How an “evangelical atheist” found faith in an unusual place

Sam Wagar always knew he had a religion. But growing up, he never really knew what it was.

33 years ago, Wagar called himself an “evangelical atheist.” He spent his 20s convincing others to denounce their “blind faith,” and preaching that no god or “Supreme Being” existed. He was pleased being an atheist, and tried to persuade others to reject their religion and do the same.

But when Larry Smiley, Wagar’s close friend and father figure, died in February 1982, Wagar had a “conversion experience.”

Smiley’s family asked Wagar to serve as a pallbearer at his Roman Catholic funeral. Despite his beliefs towards faith and religion, he accepted.

Wagar respectfully sat through the cycle of prayers and the Absolution of the dead led by the parish priest during the ceremonies. When the Catholic priest spoke about how “great it was that (Smiley) was dead so he could be with Jesus,” Wagar disagreed, and thought to himself that Smiley should be there with them, instead.

After Smiley’s burial, Wagar caught up with Smiley’s girlfriend and reminisced on his close friend’s life. It was at that moment that Wagar became aware there was still a sense of connection between him and his lost mentor, which led him to question his atheism.

» **Material**
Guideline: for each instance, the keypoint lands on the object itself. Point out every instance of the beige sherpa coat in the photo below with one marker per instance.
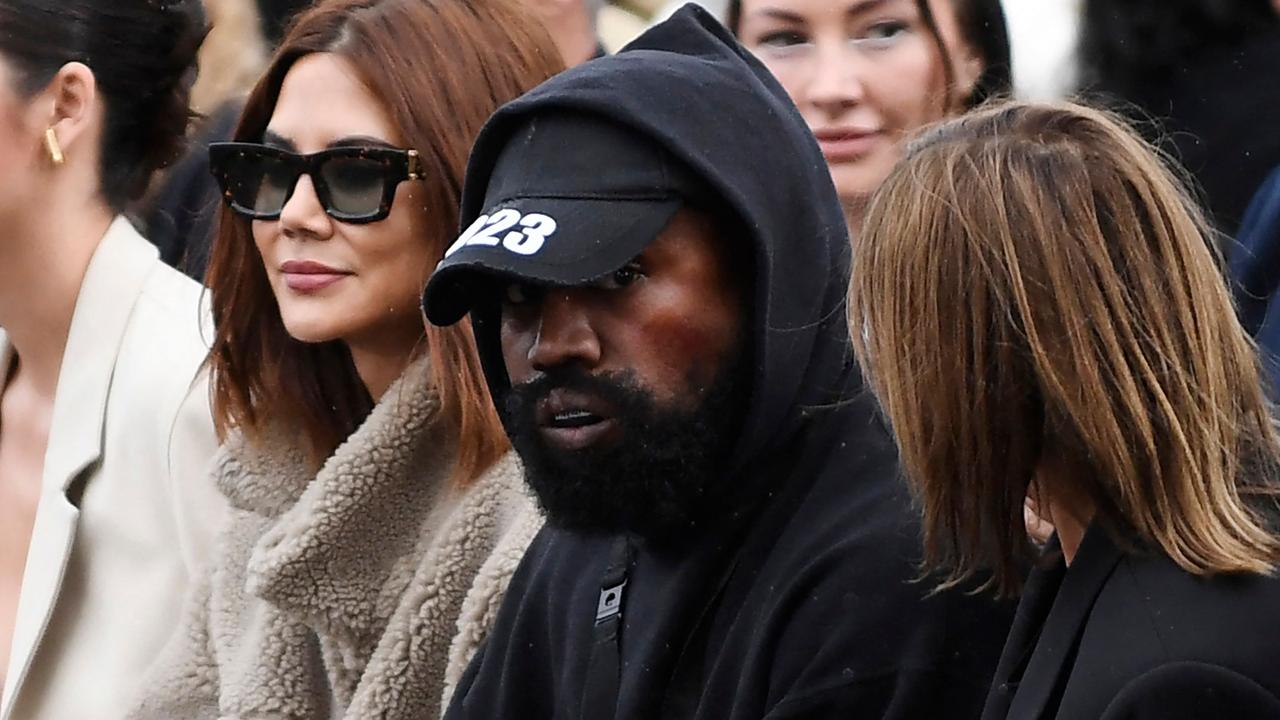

» **Set problem A**
Copy the passage of the article on Sam Wagar's change of faith from "But when Larry" up to and including "and religion, he accepted.".
» **Set problem B**
Proceed with the article about Sam Wagar's path from atheism to faith, picking up after its final sentence.

» **Task output A**
But when Larry Smiley, Wagar’s close friend and father figure, died in February 1982, Wagar had a “conversion experience.”

Smiley’s family asked Wagar to serve as a pallbearer at his Roman Catholic funeral. Despite his beliefs towards faith and religion, he accepted.

» **Task output B**
“I felt that atheism was completely inadequate when it came to death,” Wagar says, recalling his departure from his ideologies. “I didn’t feel like (Smiley) ceased to exist. Atheism suggests that you only have relationships with people who are alive … but I didn’t feel like my relationship with (Smiley) as my friend had gone away.”

While on the train home to Surrey, BC after Smiley’s funeral, Wagar started writing poetry to the Mother Goddess, one principle of the great Wiccan Goddess. She is described as the Maiden, the Mother and the Crone, each representing stages of the female life cycle. He says it’s hard to explain, but he felt the presence of a “comforting spiritual force that was explicitly female,” and he began to explore it.

Wagar then inquired about the Wiccan religion to a friend who he knew was a High Priestess of the Wiccan Church of Canada, who gave him Starhawk’s first book, The Spiral Dance. Wagar then researched the rudiments of Wiccan ritual and theology. From there, “it all made sense, and continued to make sense.”

Wagar related to the polytheistic stream of Wicca, which worships thousands of gods, and subsequently became a Third Degree Wiccan High Priest in 1985. The once-staunch evangelical atheist had finally found his religion.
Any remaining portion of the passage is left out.